- 提示本文
------------
コロナ禍から回復傾向の路線価、「長野県白馬村」で20%上昇の理由
国税庁が公表した2022年分(1月1日時点)の路線価によると、標準宅地の路線価(評価基準額)の全国平均値は前年比で0・5%上回り、2年ぶりに上昇した。新型コロナウイルス感染症拡大の影響で路線価が下落した21年から一転、プラスに転じた。再開発やマンションなど住宅の建設着工が進んだ地方都市や、飲食や旅行などサービス業を中心に個人消費が持ち直す都市部で回復傾向がみられる。(編集委員・川瀬治)
路線価の最高額は東京都中央区銀座5丁目の文具店「鳩居堂」前で、1平方メートル当たり4224万円となり、37年連続で全国1位となった。前年比では1・1%下回り、2年連続の下落となったものの、21年の7・0%の下落と比べて、持ち直しを見せ始めている。はがき1枚当たりの面積に換算すると、約62万5000円の価格となる。
都道府県別では、標準宅地の路線価が前年に比べて上昇したのは20都道府県と、前年から13都道府県増えた。東京や埼玉、千葉、神奈川といった首都圏のほか、北海道、愛知、大阪、福岡など大都市圏、京都や沖縄など観光地の都道府県が並ぶ。上昇率はいずれも5%未満だった。最も上昇したのは北海道で前年を4・0%上回った。北海道は再開発が進み、住宅地の地価が上昇している。次いで、福岡県が3・6%上昇した。コロナ禍の影響でテレワークが普及し、都市部周辺の住宅地などの地価の上昇傾向がみられる。
------------
- 資料の抜粋
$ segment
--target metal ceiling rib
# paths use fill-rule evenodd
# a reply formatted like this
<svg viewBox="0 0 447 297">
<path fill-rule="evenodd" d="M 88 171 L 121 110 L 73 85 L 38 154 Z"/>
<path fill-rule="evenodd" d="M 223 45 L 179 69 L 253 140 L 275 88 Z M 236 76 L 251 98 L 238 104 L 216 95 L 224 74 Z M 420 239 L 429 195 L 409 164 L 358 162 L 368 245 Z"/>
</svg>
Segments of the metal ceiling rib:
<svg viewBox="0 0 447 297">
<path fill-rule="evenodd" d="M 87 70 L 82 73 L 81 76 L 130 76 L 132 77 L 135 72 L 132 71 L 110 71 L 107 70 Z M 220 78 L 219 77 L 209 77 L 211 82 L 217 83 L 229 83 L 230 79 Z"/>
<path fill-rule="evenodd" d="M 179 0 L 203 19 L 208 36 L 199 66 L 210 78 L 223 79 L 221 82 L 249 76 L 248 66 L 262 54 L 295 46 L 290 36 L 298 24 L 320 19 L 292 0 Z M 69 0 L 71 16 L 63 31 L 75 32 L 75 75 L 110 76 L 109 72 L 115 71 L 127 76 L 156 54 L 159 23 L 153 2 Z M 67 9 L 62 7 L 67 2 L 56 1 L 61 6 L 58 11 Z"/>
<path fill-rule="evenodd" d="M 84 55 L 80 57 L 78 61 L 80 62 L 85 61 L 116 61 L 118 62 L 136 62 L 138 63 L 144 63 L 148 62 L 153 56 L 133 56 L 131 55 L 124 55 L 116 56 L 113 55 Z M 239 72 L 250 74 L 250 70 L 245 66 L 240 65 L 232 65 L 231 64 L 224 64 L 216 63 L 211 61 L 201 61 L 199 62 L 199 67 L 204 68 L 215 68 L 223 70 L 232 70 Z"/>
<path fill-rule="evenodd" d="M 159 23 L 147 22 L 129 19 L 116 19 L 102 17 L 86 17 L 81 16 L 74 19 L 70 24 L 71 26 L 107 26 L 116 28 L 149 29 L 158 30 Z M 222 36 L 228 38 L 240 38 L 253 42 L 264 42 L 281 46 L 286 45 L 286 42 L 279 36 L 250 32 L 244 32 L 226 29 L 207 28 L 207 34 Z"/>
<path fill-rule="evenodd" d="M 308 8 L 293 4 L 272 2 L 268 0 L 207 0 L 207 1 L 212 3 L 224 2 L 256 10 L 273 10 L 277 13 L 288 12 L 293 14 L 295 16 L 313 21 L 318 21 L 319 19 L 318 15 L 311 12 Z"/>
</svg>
------------
- 演習の構成
1: 本文によると、鳩居堂前の路線価は1平方メートル当たりいくらか。
2: 本文のうち「路線価の最高額は東京都中央区」から始まり「2万5000円の価格となる。」で終わる部分を、一字も変えずに返すこと。

- 解答済み課題
1: 4224万円

2:
路線価の最高額は東京都中央区銀座5丁目の文具店「鳩居堂」前で、1平方メートル当たり4224万円となり、37年連続で全国1位となった。前年比では1・1%下回り、2年連続の下落となったものの、21年の7・0%の下落と比べて、持ち直しを見せ始めている。はがき1枚当たりの面積に換算すると、約62万5000円の価格となる。